→ **WRITTEN INSTRUCTION**
What is needed is an exact repeat of the lines from the line containing "the number 6" through the final line of the entries below, and nothing else.

→ **TASK DATA**
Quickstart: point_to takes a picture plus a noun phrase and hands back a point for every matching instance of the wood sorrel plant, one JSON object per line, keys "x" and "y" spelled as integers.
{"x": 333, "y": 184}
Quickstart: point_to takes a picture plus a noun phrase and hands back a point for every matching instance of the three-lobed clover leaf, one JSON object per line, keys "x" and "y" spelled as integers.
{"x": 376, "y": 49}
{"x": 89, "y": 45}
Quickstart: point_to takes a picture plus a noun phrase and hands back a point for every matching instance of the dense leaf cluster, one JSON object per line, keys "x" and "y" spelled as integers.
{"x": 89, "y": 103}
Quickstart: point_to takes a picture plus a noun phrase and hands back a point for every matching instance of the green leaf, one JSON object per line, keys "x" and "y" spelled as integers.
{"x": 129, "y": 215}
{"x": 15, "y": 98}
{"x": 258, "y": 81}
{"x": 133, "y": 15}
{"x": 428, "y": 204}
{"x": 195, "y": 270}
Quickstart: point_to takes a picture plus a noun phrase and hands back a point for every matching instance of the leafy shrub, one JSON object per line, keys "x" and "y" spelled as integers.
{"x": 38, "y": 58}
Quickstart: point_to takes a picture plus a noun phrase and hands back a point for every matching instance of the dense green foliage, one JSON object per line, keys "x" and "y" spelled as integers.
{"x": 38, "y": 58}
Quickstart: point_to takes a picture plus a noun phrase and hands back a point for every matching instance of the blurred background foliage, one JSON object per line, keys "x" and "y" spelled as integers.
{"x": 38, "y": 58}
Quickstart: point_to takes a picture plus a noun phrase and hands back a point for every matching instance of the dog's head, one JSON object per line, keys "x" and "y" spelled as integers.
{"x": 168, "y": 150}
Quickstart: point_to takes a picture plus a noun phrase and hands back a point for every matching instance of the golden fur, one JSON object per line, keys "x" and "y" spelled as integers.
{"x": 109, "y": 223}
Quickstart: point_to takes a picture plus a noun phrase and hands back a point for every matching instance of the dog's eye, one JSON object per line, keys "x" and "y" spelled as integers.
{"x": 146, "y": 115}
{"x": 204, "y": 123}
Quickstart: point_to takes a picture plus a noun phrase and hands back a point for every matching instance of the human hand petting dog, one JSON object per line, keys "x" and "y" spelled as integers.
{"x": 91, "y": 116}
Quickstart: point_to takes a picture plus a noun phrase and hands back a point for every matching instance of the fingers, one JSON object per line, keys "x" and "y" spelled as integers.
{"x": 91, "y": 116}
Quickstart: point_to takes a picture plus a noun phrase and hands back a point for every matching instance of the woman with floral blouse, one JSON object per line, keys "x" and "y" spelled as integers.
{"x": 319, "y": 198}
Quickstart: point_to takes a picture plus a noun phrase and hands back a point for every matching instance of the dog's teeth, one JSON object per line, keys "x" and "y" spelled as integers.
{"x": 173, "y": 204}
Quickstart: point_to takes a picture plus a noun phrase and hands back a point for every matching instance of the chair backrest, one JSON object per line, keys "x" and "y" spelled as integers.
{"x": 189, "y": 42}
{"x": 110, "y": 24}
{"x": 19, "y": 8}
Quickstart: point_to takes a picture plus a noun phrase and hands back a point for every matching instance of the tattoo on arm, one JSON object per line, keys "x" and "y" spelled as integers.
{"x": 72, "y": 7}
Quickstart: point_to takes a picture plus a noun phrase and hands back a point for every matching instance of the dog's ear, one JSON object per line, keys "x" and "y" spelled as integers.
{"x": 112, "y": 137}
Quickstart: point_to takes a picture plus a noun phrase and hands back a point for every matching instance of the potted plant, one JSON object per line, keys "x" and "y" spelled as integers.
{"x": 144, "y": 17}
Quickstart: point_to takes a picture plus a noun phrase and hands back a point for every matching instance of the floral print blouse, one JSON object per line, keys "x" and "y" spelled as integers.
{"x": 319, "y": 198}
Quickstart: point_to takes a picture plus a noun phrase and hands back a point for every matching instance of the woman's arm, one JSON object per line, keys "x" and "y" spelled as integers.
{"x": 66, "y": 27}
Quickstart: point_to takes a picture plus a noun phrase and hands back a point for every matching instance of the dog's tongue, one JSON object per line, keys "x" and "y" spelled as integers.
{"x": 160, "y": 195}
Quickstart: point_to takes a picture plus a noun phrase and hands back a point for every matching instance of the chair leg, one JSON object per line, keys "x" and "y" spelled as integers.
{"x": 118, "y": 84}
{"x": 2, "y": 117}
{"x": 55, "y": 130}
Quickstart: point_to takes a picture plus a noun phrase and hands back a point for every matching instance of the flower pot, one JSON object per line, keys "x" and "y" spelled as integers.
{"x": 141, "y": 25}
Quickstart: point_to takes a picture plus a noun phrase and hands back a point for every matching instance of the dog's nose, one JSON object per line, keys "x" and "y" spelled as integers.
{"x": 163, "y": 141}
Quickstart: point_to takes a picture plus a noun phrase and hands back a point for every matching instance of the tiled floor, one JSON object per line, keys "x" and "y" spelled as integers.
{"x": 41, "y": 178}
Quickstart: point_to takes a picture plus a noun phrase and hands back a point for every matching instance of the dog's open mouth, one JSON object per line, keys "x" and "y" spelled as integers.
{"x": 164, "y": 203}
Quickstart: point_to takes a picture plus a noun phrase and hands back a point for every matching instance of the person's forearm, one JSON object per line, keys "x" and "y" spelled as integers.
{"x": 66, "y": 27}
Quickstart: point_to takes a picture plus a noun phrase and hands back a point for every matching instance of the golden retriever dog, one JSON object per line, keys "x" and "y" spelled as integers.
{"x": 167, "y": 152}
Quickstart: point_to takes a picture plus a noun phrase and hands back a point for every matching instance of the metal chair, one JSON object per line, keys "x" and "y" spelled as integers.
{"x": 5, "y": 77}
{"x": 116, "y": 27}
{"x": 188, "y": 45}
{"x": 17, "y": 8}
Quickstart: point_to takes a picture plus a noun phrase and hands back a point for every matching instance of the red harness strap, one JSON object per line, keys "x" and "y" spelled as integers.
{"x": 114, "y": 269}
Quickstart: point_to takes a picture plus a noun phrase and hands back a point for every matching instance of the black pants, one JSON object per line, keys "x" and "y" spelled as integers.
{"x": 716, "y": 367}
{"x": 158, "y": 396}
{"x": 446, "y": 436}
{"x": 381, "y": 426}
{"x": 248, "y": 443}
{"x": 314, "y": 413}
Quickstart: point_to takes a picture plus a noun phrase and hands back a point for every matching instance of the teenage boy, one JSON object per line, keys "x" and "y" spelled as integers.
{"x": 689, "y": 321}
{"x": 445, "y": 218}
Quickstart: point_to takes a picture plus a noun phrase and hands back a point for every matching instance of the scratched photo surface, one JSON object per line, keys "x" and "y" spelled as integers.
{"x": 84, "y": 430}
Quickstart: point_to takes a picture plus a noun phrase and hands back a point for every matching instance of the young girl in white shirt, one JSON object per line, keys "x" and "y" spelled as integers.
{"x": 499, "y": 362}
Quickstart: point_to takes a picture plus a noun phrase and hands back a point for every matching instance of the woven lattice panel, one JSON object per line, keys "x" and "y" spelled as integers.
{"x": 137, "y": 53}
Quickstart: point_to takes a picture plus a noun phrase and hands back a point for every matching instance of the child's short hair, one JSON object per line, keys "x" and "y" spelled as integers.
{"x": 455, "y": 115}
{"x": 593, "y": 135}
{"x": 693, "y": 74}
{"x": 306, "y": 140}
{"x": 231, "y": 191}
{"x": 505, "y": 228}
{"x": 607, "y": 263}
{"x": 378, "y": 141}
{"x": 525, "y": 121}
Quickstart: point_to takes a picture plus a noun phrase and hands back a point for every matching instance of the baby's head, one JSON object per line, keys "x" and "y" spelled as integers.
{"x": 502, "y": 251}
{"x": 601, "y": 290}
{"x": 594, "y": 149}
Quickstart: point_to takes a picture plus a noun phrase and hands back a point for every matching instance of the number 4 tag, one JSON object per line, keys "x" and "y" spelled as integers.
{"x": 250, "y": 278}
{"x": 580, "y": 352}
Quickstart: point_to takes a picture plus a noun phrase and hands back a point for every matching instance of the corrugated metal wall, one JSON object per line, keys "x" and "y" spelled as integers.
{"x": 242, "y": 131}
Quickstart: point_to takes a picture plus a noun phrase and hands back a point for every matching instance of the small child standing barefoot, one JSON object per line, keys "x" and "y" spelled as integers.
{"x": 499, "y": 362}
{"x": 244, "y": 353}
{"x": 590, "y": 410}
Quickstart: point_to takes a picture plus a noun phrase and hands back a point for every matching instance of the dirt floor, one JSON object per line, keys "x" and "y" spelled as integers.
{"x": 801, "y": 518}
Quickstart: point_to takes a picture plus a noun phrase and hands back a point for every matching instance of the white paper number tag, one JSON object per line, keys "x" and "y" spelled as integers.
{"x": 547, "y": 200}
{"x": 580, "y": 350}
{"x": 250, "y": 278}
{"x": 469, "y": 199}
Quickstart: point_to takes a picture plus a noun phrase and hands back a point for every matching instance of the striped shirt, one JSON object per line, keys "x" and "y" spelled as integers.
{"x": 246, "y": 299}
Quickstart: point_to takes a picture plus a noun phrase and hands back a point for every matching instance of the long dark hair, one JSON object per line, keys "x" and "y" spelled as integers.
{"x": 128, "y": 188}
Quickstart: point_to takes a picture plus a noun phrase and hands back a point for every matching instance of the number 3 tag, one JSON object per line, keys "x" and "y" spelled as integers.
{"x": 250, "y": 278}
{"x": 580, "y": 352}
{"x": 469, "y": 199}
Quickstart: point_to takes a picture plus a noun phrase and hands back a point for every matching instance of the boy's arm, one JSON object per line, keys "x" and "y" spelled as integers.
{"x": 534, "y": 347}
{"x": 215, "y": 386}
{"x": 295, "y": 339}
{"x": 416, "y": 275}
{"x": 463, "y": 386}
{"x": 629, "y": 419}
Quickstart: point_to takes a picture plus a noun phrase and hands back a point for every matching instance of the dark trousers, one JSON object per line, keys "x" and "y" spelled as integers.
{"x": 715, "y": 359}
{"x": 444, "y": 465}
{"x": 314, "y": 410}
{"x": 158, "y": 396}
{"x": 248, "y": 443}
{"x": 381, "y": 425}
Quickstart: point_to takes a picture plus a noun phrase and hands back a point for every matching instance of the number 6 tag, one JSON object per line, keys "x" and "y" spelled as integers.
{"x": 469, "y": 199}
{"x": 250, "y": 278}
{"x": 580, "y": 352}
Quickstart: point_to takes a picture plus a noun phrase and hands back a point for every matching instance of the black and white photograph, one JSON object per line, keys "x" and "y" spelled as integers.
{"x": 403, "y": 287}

→ **RESPONSE TO THE EXERCISE**
Quickstart: point_to takes a picture plus a noun phrase and hands back a point for every matching instance of the number 6 tag, one JSON object per line, keys "x" and "y" spelled as integers.
{"x": 469, "y": 199}
{"x": 250, "y": 278}
{"x": 580, "y": 352}
Quickstart: point_to takes a picture plus a noun phrase and hands back a point for every matching instance of the black and white photograph, one JSON object per line, keys "x" and "y" spelled as integers.
{"x": 403, "y": 287}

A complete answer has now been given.